TASK PROMPT: Could you return the lines below without any change, starting with the first one and going on through the line that contains "pixel 118 49"?

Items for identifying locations

..............................

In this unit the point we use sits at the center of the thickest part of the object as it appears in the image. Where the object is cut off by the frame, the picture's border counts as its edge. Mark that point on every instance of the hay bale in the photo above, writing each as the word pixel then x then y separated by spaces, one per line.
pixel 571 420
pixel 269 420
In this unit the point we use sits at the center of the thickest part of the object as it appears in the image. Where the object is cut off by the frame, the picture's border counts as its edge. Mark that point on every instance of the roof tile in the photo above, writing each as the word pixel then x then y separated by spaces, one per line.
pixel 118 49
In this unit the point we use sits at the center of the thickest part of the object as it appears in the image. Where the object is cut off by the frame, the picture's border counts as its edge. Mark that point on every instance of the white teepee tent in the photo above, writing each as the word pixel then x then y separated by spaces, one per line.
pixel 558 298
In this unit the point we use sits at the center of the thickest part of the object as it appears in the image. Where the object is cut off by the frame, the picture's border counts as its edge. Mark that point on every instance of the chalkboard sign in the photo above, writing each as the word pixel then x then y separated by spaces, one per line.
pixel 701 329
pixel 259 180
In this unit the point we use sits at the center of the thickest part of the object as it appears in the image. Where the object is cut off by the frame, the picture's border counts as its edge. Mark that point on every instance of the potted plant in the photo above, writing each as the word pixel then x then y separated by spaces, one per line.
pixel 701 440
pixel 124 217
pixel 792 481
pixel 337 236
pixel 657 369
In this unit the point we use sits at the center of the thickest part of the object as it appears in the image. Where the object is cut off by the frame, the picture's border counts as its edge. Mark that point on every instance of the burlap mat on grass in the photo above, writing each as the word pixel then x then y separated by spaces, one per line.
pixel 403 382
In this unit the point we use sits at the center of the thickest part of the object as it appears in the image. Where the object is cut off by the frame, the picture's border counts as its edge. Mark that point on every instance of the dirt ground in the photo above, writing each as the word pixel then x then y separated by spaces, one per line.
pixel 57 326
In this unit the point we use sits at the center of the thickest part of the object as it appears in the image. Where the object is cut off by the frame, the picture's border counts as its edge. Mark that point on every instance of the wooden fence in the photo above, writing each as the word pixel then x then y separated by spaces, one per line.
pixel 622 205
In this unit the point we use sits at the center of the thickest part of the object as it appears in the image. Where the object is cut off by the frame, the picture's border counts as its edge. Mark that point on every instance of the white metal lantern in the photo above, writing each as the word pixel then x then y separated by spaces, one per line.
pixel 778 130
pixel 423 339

..............................

ANSWER:
In this unit the point we use sits at the center of the thickest part of the object as it appears in the image. Where the object is cut off by the frame, the picture's border counts as its edge. Mark that point on every instance of the hay bale in the photo above, writing each as the word pixel then x then y separated by spaces, one per line.
pixel 571 420
pixel 269 420
In this unit the point we use sits at the center of the thickest part of the object as it appears in the image. Where the object is cut off by the frame, the picture's border counts as its edge. Mark that point on every instance of the roof tile in the photo above, writing each as the word pixel then x then y separated by spaces, one per line.
pixel 118 49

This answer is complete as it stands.